Exercise objective: Scale the lines from the first one through the line containing "1 473 405 720" and write them all out again, requests included. Multiply every bounding box coordinate in the answers by 1.65 and round to whole numbers, with halves rounding up.

Material for the task:

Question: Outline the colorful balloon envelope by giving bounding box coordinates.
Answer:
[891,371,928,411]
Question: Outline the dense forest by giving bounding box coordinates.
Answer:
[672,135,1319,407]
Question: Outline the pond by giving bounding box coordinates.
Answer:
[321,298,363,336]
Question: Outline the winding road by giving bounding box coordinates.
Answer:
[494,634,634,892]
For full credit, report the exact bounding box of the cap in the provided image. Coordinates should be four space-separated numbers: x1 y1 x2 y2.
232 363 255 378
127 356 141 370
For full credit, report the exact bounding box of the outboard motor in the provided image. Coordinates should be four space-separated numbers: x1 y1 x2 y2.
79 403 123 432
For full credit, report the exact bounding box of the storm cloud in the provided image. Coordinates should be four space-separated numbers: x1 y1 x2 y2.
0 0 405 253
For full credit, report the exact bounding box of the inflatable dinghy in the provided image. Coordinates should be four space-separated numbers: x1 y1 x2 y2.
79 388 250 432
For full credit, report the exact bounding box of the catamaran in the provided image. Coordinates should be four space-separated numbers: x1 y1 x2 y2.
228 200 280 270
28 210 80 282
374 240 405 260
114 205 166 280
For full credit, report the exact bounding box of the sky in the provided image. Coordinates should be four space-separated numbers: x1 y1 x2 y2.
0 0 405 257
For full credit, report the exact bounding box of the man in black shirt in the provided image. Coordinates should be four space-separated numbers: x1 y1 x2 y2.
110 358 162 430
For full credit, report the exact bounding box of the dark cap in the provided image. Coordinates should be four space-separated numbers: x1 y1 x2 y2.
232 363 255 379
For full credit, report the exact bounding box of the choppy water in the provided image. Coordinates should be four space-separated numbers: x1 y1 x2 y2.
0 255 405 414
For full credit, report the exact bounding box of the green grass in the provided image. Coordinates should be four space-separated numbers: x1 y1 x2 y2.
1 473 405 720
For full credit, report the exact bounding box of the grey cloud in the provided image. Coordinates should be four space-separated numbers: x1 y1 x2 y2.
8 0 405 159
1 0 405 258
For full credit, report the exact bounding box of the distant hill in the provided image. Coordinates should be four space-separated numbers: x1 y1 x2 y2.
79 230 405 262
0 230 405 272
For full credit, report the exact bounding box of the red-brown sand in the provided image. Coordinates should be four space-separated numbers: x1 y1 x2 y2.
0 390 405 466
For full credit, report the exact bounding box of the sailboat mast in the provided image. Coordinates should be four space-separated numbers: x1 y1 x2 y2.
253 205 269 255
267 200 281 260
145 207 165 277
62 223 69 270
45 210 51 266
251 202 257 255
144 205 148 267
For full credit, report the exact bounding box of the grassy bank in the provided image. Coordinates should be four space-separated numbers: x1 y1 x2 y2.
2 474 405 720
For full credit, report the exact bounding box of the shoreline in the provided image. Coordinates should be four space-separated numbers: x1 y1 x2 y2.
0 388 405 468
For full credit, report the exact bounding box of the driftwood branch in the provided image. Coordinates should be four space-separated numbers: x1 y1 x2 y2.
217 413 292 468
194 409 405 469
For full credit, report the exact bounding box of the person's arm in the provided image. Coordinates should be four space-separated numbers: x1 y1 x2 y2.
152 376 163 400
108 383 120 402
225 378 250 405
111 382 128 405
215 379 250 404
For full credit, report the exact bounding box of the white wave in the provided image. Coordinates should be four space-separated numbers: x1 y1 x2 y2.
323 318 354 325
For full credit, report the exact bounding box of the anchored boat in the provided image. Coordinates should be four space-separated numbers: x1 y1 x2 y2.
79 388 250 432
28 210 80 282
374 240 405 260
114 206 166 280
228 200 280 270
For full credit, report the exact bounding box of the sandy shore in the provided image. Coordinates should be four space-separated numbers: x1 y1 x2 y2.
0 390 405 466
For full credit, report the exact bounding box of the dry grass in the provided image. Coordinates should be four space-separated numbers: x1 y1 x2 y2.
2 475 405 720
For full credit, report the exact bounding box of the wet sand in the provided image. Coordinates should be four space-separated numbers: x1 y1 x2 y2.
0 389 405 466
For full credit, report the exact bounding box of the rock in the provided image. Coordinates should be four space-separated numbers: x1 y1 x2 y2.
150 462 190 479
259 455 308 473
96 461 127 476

Exercise output:
Question: Outline the colorful balloon envelope by giving bounding box coordinates.
Answer:
[1470,612,1531,678]
Question: Outline the dense forest by giving bounding box coordinates.
Answer:
[1109,223,2176,672]
Question: Outline the pond by giving bounding box coordinates.
Answer:
[530,492,599,554]
Question: Outline the winding road by giving bounding box coordinates.
Answer:
[815,1046,1046,1472]
For full credit, report the exact bounding box of the cap in the provided image. Coordinates should be four space-separated numbers: x1 y1 x2 y2.
383 599 421 624
210 587 233 611
For full credit, report the exact bounding box of the outboard motor in the provided image. Coordinates should be four space-separated numbers: x1 y1 x2 y2.
130 665 203 713
For full credit, report the exact bounding box of the storm cloud in the provided image. Coordinates should be four space-separated numbers: x1 y1 x2 y2.
0 0 668 417
For full credit, report the exact bounding box of the inflatable dinghy in the provided image. Coordinates should be four space-separated numbers: x1 y1 x2 y2.
130 640 413 713
For full credit, report the exact bounding box of the catamaran in the provided image. Coordinates should be four space-separated numbers: x1 y1 x2 y2.
376 330 462 446
46 347 132 465
617 396 668 429
188 338 274 462
For full credit, report the exact bounding box of the sky in the provided image. Coordinates should be four space-separated numbers: x1 y1 x2 y2.
0 0 668 424
For full credit, report the exact bounding box of the man in black shirt in the provided image. Coordinates should be four space-separated numbers: x1 y1 x2 y2.
182 591 267 710
For full credit, report the exact bounding box of the dark cap in the provided image. Coordinates should be four space-separated numbers: x1 y1 x2 y2.
383 599 421 625
For full credit, report the exact bounding box of the choppy water in the provided image. Coordinates should be four space-separated numbers: x1 y1 x2 y2.
0 421 668 683
For full credit, report the exact bounding box of the green grass in the provided image. Coordinates should be four space-separated numbers: x1 y1 x2 y2.
2 780 668 1188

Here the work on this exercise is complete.